RECORD LIST:
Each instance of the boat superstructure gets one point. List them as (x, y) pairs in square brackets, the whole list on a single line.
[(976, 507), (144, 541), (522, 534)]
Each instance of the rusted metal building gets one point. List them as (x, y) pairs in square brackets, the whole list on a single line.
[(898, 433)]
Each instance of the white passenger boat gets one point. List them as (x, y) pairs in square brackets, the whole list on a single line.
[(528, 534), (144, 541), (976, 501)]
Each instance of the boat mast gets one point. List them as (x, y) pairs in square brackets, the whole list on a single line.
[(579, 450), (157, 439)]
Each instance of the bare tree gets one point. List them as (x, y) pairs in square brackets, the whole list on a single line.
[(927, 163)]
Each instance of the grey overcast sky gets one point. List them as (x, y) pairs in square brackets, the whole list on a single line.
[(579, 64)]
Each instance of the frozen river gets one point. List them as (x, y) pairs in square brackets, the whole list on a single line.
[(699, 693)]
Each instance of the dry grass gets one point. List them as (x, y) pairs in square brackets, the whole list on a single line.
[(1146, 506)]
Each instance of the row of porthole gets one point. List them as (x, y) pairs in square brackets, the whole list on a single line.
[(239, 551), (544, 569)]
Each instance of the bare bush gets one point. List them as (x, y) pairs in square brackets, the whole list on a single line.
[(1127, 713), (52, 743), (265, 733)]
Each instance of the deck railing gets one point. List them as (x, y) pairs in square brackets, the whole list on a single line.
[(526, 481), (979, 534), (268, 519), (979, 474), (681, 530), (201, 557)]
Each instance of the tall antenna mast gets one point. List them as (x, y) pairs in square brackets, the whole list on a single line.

---

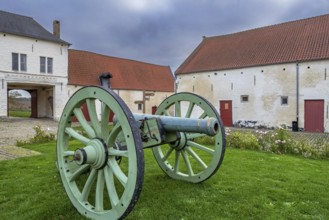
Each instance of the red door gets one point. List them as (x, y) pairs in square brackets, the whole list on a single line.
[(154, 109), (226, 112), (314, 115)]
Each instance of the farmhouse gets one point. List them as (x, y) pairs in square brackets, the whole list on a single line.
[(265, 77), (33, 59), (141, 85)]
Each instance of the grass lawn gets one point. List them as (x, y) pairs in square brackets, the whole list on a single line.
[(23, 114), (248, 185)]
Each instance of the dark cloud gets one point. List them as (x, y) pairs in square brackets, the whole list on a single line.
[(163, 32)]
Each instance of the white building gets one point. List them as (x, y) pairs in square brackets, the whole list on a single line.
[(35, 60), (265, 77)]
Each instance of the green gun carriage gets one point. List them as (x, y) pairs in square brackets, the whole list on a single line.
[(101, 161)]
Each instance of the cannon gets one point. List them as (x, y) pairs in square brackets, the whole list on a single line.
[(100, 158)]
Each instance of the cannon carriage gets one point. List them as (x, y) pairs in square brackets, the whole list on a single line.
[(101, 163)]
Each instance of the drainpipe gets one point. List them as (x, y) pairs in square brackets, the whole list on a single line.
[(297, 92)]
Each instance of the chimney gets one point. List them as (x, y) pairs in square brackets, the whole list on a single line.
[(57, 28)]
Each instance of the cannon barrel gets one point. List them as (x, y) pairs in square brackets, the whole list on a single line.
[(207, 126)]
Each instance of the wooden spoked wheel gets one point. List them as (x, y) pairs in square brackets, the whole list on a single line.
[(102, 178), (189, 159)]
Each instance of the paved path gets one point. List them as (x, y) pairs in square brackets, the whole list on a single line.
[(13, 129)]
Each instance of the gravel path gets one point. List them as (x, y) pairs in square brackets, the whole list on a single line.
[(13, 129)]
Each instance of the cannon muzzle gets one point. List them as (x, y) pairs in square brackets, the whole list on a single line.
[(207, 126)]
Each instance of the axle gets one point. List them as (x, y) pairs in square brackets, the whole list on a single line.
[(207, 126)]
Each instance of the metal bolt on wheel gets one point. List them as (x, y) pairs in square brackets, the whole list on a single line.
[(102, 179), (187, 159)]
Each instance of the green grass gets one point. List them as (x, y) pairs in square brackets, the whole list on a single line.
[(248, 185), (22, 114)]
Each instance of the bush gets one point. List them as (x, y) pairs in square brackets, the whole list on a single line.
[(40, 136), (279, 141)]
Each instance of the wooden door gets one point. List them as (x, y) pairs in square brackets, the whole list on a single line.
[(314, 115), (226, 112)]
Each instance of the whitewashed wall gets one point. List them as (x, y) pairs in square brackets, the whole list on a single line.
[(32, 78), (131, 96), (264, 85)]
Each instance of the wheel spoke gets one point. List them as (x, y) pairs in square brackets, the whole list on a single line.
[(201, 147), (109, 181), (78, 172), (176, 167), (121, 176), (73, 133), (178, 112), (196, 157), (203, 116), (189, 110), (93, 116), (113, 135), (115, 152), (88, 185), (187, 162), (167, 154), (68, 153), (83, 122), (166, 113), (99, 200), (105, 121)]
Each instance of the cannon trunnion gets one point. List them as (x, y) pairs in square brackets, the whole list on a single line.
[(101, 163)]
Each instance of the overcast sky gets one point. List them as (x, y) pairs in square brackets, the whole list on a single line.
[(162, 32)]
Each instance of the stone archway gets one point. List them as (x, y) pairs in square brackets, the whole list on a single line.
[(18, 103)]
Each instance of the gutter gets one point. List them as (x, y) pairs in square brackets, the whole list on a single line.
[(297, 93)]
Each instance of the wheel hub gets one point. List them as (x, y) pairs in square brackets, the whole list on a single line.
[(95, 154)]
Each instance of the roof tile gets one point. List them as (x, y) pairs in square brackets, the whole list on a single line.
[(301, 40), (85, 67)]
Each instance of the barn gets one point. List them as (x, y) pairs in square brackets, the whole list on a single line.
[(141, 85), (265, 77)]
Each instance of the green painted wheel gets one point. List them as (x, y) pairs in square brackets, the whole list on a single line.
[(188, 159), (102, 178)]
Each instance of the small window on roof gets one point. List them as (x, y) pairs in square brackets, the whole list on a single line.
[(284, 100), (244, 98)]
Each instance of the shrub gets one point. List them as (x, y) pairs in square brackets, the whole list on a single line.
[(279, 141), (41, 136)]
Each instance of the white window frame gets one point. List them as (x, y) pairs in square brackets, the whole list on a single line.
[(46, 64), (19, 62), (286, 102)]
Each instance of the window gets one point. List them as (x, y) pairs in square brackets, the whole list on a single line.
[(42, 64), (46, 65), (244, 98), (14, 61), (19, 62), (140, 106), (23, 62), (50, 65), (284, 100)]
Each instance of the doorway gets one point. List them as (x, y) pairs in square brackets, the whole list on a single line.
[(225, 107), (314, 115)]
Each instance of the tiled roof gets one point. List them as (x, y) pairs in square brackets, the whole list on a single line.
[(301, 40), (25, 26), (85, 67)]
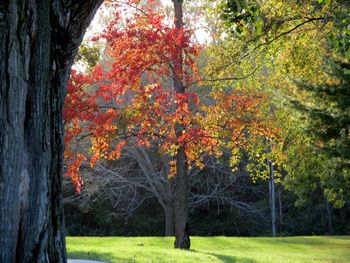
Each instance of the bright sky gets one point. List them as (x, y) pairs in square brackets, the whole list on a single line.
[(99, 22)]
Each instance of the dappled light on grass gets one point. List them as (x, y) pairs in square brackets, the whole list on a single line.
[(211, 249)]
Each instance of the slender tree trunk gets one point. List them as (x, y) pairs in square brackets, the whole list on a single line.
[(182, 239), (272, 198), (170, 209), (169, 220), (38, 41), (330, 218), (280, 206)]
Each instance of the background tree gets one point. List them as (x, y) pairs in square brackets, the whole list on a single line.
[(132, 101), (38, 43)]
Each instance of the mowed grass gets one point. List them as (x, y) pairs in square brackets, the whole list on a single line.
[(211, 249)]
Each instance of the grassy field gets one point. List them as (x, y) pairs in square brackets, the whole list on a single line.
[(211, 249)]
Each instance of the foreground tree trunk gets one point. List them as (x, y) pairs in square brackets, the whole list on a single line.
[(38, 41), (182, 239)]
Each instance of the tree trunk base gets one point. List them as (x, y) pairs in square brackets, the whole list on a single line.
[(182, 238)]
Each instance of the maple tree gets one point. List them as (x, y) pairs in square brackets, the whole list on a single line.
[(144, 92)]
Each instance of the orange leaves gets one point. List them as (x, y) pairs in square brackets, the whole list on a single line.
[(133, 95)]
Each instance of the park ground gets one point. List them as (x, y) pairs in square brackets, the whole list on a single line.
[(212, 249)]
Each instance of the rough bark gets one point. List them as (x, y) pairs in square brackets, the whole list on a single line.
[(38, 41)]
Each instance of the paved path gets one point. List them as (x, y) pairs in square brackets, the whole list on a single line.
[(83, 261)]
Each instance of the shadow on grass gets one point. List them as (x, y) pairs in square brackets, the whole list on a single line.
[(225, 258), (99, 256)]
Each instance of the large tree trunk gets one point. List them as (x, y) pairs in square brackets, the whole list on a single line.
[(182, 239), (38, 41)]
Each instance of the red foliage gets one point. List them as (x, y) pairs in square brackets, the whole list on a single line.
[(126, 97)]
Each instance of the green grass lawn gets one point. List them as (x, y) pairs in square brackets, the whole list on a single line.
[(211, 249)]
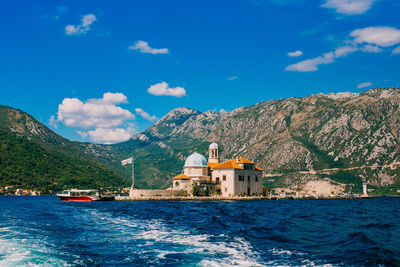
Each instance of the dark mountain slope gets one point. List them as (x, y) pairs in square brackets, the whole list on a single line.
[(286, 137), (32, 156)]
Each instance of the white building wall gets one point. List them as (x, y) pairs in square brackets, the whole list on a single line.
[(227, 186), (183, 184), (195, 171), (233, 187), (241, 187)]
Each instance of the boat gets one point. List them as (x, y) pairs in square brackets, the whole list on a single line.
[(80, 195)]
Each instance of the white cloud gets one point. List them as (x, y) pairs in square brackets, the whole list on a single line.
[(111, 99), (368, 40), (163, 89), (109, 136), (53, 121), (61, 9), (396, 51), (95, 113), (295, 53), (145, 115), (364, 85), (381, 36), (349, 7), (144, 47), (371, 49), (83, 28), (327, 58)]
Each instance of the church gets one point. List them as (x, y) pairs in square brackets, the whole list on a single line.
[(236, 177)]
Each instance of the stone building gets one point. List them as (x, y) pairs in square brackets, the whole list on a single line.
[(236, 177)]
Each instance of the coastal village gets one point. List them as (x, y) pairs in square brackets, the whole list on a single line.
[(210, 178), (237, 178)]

* * *

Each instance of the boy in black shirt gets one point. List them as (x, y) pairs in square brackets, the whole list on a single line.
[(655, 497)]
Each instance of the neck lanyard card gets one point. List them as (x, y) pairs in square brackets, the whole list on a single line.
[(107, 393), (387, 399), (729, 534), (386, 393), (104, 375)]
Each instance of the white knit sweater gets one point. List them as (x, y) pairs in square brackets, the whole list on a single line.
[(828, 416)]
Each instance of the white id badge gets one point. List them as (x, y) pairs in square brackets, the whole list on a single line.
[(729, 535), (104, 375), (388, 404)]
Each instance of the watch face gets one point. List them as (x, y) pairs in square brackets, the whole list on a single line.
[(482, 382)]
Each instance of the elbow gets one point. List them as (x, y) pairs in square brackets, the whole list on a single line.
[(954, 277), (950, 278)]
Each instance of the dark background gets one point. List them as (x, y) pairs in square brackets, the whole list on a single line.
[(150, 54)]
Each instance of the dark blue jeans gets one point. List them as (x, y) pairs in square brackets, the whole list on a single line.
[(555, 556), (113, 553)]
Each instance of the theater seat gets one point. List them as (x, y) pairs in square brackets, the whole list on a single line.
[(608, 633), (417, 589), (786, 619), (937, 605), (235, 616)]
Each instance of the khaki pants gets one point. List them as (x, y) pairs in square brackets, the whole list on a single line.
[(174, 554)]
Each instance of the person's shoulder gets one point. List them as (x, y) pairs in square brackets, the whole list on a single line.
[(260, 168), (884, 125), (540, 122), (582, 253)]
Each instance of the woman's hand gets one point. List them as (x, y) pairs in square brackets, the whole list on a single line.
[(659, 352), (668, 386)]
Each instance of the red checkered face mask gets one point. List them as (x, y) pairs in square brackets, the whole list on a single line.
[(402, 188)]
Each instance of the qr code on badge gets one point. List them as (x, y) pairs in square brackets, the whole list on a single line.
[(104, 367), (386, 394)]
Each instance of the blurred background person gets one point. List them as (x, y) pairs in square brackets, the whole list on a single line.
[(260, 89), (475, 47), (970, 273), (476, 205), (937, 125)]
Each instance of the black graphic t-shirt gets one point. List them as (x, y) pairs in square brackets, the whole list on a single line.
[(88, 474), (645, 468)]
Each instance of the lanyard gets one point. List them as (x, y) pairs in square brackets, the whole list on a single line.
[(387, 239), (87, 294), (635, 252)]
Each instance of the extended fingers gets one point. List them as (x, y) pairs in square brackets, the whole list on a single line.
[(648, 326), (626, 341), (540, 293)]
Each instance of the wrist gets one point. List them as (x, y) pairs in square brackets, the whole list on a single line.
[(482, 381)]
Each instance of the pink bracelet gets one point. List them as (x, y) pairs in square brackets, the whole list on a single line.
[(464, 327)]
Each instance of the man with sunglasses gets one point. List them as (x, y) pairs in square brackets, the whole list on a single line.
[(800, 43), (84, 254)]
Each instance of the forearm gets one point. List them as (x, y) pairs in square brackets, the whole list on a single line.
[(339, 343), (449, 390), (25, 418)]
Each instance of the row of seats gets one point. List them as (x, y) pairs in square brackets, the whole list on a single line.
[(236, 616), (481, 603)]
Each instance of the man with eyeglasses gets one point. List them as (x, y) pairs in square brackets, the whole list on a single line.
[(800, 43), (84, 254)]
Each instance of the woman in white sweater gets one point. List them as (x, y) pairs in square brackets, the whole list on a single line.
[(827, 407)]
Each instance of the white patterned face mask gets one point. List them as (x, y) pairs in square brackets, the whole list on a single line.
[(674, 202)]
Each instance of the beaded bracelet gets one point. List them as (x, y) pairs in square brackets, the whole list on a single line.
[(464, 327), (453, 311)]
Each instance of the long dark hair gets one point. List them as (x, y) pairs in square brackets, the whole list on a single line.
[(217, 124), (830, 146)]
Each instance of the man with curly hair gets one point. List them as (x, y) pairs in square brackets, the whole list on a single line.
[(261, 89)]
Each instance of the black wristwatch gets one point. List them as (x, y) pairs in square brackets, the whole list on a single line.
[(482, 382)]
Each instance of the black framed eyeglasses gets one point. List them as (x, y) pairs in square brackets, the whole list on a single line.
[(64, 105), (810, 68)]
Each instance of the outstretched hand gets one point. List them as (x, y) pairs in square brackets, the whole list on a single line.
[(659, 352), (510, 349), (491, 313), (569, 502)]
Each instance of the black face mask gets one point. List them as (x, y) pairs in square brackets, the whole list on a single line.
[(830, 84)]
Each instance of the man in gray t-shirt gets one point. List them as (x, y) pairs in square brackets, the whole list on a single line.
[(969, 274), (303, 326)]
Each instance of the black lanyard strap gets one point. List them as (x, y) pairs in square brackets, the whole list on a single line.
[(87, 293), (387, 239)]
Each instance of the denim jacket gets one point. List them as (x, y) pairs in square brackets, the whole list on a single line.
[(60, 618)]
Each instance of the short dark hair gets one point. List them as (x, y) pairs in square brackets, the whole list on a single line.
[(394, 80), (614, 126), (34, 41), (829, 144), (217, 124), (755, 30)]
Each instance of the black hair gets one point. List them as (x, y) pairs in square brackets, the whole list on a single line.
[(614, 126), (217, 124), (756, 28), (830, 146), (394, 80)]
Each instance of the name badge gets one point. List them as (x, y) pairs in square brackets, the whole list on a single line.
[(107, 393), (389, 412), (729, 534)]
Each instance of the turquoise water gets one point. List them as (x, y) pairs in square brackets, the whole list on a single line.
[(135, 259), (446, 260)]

SET EXERCISE: Give back the lines from the one with "Each instance of the boat superstructure" to the one with "[(579, 450), (157, 439)]", replacing "square brackets" with "parentheses" and keeping everything else the same. Return only those lines.

RESPONSE TO THE TASK:
Each instance of the boat superstructure gets one point. List them as (x, y) pairs in parentheses, the whole list on a single line.
[(976, 507), (144, 541), (522, 534)]
Each instance of the rusted metal building gets one point. List them as (x, y) pairs in parentheses, the whole list on a single line.
[(898, 433)]
Each instance of the white passenger boat gets one point. List them as (x, y) pairs in parentheses, the whole list on a single line.
[(528, 534), (144, 541), (976, 501)]
Each instance of the boat mast gets one point. List them as (x, y) pairs in parentheses, the whole list on a single line.
[(579, 450), (157, 439)]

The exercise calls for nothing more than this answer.